Written instruction: Turn each line of the items below into a numbered list and leave out any blank lines.

-- Start of Task input --

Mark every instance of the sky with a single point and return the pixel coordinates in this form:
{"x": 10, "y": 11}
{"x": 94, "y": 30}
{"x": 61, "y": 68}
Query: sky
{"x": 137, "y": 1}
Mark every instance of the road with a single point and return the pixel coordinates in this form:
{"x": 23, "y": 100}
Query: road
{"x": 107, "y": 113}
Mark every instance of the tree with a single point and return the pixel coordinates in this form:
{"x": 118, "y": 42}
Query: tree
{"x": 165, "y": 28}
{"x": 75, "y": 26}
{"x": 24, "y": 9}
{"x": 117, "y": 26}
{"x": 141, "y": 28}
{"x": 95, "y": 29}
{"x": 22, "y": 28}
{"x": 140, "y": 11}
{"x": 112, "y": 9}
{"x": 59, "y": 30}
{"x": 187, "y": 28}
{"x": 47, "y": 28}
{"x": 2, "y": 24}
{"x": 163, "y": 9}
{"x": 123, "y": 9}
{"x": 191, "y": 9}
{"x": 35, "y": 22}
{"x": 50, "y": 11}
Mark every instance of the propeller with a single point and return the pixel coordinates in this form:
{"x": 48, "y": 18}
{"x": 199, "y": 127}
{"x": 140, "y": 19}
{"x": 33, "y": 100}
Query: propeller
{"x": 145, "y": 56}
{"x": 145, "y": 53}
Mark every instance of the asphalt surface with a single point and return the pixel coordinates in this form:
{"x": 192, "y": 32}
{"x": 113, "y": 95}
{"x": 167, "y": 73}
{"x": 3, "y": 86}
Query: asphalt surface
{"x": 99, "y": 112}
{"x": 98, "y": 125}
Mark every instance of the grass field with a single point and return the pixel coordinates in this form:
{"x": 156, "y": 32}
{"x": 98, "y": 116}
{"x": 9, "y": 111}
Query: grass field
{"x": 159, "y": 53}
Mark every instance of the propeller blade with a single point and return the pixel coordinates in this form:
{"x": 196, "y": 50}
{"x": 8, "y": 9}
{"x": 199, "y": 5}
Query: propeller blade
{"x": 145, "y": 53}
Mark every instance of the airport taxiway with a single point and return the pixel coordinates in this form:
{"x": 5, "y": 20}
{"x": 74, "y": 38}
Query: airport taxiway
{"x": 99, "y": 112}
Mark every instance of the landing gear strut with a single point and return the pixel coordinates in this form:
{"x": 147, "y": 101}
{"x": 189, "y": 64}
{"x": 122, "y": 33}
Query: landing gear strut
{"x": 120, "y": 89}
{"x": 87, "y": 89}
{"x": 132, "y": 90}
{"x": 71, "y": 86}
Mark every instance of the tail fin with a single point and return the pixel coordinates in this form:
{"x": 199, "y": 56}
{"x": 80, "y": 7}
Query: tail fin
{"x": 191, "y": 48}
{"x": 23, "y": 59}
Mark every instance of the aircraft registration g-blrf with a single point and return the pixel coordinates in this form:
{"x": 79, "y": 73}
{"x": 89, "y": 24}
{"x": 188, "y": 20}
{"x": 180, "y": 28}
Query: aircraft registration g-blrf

-- End of Task input --

Response to the exercise:
1. Mark every instance of the sky with a single point and return the pixel coordinates in this form:
2. {"x": 10, "y": 11}
3. {"x": 94, "y": 30}
4. {"x": 61, "y": 68}
5. Query: sky
6. {"x": 137, "y": 1}
7. Mark every instance of the road with a single point and return the pixel coordinates in this form:
8. {"x": 23, "y": 100}
9. Query: road
10. {"x": 107, "y": 113}
11. Mark every instance of the tree with a single point and return the pixel coordinates in this form:
12. {"x": 118, "y": 42}
13. Query: tree
14. {"x": 165, "y": 28}
15. {"x": 75, "y": 26}
16. {"x": 24, "y": 9}
17. {"x": 117, "y": 26}
18. {"x": 141, "y": 28}
19. {"x": 95, "y": 29}
20. {"x": 22, "y": 28}
21. {"x": 140, "y": 11}
22. {"x": 112, "y": 9}
23. {"x": 59, "y": 30}
24. {"x": 187, "y": 28}
25. {"x": 47, "y": 28}
26. {"x": 2, "y": 24}
27. {"x": 163, "y": 9}
28. {"x": 123, "y": 9}
29. {"x": 191, "y": 9}
30. {"x": 35, "y": 22}
31. {"x": 50, "y": 11}
32. Mark every instance of the propeller with a single point and return the pixel coordinates in this form:
33. {"x": 48, "y": 18}
34. {"x": 199, "y": 127}
35. {"x": 140, "y": 19}
36. {"x": 33, "y": 100}
37. Query: propeller
38. {"x": 145, "y": 56}
39. {"x": 145, "y": 53}
40. Mark every instance of the asphalt surface with a single point and return the pixel coordinates in this form:
41. {"x": 192, "y": 32}
42. {"x": 113, "y": 95}
43. {"x": 167, "y": 73}
44. {"x": 3, "y": 86}
45. Query: asphalt surface
46. {"x": 99, "y": 112}
47. {"x": 98, "y": 125}
48. Mark every instance of the grass field with a single point and return the pixel coordinates in this form:
49. {"x": 156, "y": 32}
50. {"x": 98, "y": 116}
51. {"x": 9, "y": 111}
52. Query: grass field
53. {"x": 159, "y": 53}
54. Mark every instance of the propeller blade with a single point and return the pixel coordinates in this form:
55. {"x": 196, "y": 50}
56. {"x": 8, "y": 9}
57. {"x": 199, "y": 5}
58. Query: propeller blade
59. {"x": 145, "y": 53}
60. Mark every instance of the airport taxiway with a single point and return the pixel coordinates in this form:
61. {"x": 5, "y": 20}
62. {"x": 74, "y": 38}
63. Query: airport taxiway
64. {"x": 99, "y": 112}
65. Mark every instance of the landing gear strut with a single point and return the pixel coordinates in this form:
66. {"x": 147, "y": 101}
67. {"x": 189, "y": 64}
68. {"x": 122, "y": 33}
69. Query: landing gear strut
70. {"x": 120, "y": 89}
71. {"x": 87, "y": 89}
72. {"x": 132, "y": 90}
73. {"x": 71, "y": 86}
74. Mark every instance of the tail fin with a single point and return the pixel coordinates in this form:
75. {"x": 199, "y": 56}
76. {"x": 80, "y": 7}
77. Query: tail fin
78. {"x": 191, "y": 48}
79. {"x": 23, "y": 59}
80. Mark every instance of the aircraft registration g-blrf with a single point and return the pixel coordinates in this form:
81. {"x": 79, "y": 73}
82. {"x": 89, "y": 24}
83. {"x": 188, "y": 20}
84. {"x": 180, "y": 28}
85. Query: aircraft registration g-blrf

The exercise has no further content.